DOCUMENT EXTRACT:
○ ○ ○ ○ ○

Sunday, November 13, 2011

QUALITY-OF-LIFE RATIONING

From Ting and I: A Memoir

Some people argue that it is a waste to spend our resources on the disabled, especially as they get older. I disagree. It is a dangerous philosophy.

We value things on the basis of their usefulness and their scarcity. Water is useful, but widely available, thus generally inexpensive. Silver has practical and monetary uses and is relatively scarce, so it is much more expensive than water.

We do not know how long we will live. As we get older, we know there is less time left; it is scarcer. If we can make good use of it, enjoy it, be helpful, whatever, then the scarcity enhances its value. Even if what we do is not as good as it was years before, the years we have left can be quite precious. Tina’s life is precious, as is my own.

Some social planners come from another perspective, viewing public funds for medical care as “investments.” Babies who are unwanted or unlikely to survive do not merit investment, in this view. Your productive value goes up as you grow up, become educated, enter the work force.

Toward retirement, your productivity may decline. When old, at the very least, you have only a few more years in which to produce. These planners are reluctant to “invest” much more in you. Time to “pull the plug” on Grandpa or Grandma. Get that DNR order signed, and let them expire with the next heart attack. This approach is “rational” from a public-expenditure viewpoint, though it takes no account of the value of the ill person to himself and to those who care about him. It is part of a slippery slope that goes from not treating to euthanizing.

Notice that none of these calculations take into account gratitude for past actions. Some people have not done merely what they were paid for on the jobs they had. They have done more than required, better, cheerfully, cooperatively on the job, at home, with their families, friends, neighbors, community, country. Shouldn’t this all count, too? A good Granny deserves better treatment than a bad one.

Tina’s care has been expensive. We’ve spent money. IBM has spent more and Medicare has had a share. We certainly expected to help pay our medical costs. IBM recruited me partly though the attractiveness of its medical benefits program, which I knew we might someday need. When IBM wanted to cut its work force, I volunteered, again considering future needs for medical coverage. That leaves Medicare: decades of withdrawals from my paychecks have gone to this program, with the notional “locked-box account” for coverage of my family and me. As with other insurance, some people end up needing more and others less, a lottery of sorts. Fair enough, we thought. Now, some suggest we are “selfish” to be getting “more than our share” of medical coverage. We are not exactly winners of a lottery, but no one argues that winners of lotteries are “selfish” for collecting “more than their share.”

○ ○ ○ ○ ○

LISTED ENTRIES:
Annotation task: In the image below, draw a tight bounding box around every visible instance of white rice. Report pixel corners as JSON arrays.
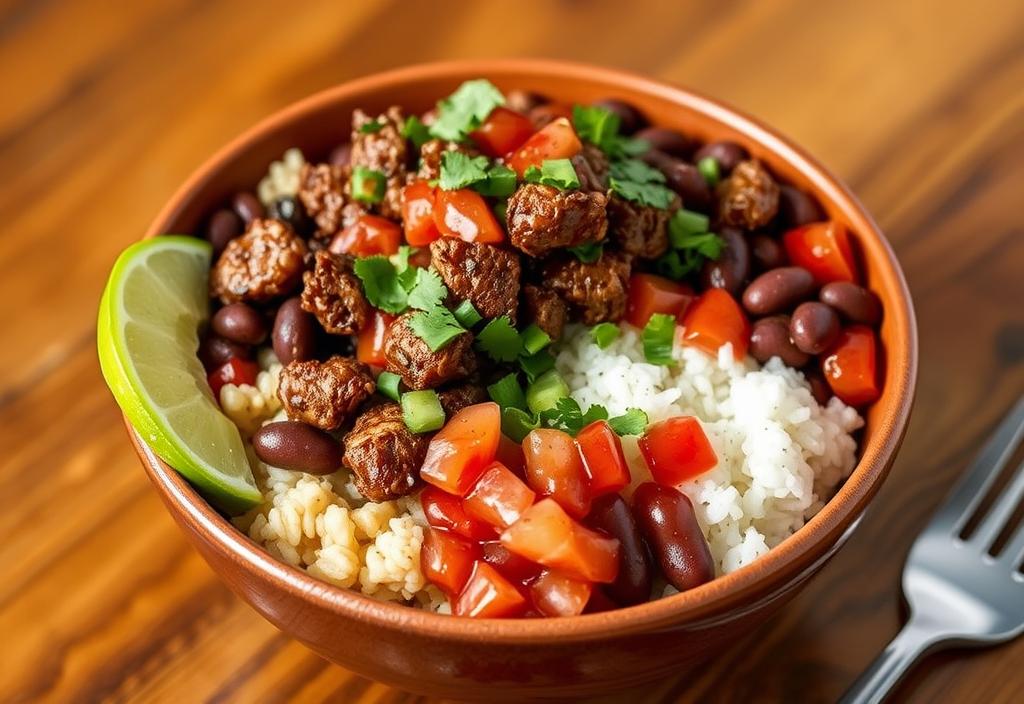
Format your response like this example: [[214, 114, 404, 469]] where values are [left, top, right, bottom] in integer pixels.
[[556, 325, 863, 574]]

○ ○ ○ ○ ○

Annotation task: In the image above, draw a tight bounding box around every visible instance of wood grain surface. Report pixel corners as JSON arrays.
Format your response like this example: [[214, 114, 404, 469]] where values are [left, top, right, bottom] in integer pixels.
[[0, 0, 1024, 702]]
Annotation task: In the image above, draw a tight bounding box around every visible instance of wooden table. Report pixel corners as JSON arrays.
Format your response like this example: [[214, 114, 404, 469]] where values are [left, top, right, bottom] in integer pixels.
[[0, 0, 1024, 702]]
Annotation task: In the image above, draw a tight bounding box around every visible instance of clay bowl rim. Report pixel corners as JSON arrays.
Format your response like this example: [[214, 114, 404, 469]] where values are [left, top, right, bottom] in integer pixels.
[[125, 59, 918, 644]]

○ ○ ○ ○ ○

WHAT YOU NEED TO DO:
A. Return the passage of the memoir excerpt from "Some social planners" up to and including "the work force.".
B. In the memoir excerpt, what does the author name as relatively scarce and much more expensive than water?
The data plays no part in this work.

ANSWERS GIVEN:
A.
Some social planners come from another perspective, viewing public funds for medical care as “investments.” Babies who are unwanted or unlikely to survive do not merit investment, in this view. Your productive value goes up as you grow up, become educated, enter the work force.

B. Silver